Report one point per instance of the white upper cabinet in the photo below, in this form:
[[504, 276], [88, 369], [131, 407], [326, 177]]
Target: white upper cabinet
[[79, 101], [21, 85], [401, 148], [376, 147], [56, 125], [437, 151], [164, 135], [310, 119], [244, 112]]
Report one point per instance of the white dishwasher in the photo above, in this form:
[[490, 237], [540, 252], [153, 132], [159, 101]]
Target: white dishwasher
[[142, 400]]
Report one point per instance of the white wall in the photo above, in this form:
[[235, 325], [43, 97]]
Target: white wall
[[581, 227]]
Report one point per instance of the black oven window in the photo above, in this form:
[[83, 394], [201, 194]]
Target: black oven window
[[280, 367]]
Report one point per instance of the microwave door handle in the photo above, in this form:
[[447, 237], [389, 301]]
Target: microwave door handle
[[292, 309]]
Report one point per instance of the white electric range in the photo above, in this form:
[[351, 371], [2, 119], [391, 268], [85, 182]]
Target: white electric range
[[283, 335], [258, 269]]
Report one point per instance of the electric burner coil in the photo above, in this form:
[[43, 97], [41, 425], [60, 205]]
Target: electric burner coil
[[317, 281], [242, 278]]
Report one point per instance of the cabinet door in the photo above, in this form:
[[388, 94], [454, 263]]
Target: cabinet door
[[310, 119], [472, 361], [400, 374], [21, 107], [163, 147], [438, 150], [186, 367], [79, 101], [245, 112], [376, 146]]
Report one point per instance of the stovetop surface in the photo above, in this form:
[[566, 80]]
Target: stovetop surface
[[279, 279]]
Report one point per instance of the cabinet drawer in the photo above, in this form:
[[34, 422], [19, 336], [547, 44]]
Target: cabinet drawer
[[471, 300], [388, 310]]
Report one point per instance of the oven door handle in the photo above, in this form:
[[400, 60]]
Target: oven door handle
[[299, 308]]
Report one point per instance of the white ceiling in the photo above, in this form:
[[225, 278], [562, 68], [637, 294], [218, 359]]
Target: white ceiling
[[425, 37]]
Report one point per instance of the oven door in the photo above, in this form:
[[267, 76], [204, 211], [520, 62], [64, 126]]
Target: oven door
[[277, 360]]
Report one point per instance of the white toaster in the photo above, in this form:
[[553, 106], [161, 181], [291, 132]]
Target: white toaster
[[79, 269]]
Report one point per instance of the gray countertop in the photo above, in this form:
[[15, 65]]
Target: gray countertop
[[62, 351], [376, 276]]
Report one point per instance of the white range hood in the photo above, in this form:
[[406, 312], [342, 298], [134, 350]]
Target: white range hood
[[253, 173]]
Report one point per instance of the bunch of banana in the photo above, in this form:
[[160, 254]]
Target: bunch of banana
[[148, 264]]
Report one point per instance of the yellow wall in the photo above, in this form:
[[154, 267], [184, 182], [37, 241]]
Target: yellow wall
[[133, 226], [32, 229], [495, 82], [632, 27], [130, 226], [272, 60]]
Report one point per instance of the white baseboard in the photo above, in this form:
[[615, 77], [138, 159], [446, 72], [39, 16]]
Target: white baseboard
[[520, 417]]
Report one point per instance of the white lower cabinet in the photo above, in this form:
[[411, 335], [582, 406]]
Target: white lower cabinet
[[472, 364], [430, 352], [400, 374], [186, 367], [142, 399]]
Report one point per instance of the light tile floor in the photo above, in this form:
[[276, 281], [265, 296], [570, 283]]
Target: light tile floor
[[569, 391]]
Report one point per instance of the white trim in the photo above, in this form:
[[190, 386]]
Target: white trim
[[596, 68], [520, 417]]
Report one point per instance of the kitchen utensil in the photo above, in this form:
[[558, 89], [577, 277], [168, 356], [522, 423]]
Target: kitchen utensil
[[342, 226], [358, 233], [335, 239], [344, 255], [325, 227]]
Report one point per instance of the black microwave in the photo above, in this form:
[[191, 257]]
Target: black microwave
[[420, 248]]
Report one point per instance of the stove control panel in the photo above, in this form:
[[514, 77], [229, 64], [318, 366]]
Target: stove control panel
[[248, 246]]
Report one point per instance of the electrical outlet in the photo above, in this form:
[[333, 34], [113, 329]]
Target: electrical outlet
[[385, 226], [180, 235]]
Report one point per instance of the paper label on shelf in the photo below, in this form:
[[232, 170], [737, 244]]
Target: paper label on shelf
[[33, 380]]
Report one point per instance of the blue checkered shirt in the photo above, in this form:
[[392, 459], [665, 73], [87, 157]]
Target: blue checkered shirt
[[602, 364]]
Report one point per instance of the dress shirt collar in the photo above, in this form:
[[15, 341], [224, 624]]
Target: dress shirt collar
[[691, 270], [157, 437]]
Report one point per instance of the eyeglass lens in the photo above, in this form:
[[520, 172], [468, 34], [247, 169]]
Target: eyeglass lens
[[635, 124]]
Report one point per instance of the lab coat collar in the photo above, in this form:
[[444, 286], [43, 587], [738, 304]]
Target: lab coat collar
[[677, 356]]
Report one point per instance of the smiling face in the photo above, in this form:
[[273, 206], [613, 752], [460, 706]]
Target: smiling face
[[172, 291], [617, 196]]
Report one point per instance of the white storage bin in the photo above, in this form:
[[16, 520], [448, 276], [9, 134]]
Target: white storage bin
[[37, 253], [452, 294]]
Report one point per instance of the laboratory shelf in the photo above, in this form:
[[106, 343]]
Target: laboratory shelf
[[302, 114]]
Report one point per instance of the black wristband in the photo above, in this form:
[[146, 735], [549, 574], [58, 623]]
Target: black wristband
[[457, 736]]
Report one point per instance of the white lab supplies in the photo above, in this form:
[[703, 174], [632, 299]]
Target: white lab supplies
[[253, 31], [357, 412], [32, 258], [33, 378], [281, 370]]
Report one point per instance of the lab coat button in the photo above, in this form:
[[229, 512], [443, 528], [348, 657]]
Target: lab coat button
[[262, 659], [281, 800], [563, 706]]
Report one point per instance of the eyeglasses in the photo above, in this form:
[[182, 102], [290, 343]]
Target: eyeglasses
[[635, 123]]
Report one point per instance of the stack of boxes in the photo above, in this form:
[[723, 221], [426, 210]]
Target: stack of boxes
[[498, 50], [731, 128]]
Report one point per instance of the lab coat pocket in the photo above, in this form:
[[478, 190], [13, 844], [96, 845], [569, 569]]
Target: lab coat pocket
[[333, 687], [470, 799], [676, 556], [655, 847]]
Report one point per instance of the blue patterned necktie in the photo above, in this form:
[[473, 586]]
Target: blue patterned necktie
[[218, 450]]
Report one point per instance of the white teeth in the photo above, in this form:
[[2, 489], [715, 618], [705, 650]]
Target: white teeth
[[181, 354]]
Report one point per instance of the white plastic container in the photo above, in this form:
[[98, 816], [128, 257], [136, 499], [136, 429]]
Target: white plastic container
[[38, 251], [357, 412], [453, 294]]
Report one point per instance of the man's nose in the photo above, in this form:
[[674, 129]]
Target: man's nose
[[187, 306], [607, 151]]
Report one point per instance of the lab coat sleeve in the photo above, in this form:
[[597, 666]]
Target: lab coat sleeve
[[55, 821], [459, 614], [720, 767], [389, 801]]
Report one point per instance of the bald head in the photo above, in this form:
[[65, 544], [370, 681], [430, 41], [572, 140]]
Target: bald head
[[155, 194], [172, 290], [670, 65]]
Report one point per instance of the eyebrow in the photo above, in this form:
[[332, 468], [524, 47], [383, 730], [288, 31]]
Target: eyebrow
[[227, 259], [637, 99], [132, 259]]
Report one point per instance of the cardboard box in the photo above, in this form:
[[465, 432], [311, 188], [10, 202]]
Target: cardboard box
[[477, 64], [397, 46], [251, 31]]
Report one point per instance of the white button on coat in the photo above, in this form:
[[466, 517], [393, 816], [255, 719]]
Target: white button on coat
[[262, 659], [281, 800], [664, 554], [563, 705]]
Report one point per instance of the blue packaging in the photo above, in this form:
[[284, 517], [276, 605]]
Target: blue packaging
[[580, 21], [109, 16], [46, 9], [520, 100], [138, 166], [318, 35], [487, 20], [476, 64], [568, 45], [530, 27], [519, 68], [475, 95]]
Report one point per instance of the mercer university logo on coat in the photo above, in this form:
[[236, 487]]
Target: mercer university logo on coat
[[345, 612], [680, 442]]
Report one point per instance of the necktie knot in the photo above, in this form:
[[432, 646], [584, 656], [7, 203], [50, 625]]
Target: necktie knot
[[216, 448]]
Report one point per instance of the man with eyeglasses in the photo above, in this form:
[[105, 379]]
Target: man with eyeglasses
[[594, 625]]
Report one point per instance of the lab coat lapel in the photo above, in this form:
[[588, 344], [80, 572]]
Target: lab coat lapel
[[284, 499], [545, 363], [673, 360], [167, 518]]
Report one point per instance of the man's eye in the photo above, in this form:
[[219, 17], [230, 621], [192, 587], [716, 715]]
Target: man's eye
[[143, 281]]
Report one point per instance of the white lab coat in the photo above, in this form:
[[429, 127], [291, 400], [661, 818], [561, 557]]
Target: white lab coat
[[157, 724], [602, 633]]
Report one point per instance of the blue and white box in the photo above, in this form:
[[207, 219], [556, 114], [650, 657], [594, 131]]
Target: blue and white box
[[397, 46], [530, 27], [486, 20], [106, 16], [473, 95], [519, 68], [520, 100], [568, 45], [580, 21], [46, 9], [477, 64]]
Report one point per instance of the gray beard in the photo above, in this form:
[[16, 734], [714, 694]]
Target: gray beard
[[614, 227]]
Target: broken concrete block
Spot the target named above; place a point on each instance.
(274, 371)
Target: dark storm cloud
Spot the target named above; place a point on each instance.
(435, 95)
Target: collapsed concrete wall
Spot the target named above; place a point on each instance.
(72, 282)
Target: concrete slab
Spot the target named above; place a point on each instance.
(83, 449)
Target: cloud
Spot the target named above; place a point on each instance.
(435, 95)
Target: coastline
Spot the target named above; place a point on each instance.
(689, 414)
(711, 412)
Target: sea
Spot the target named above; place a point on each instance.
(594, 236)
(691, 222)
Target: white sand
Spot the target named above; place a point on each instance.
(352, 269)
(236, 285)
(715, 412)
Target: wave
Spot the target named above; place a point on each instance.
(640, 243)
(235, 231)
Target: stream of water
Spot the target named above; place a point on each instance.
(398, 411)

Work to complete - Look through the data above and report every line in which "cloud" appears.

Response area -
Target: dark storm cloud
Target: cloud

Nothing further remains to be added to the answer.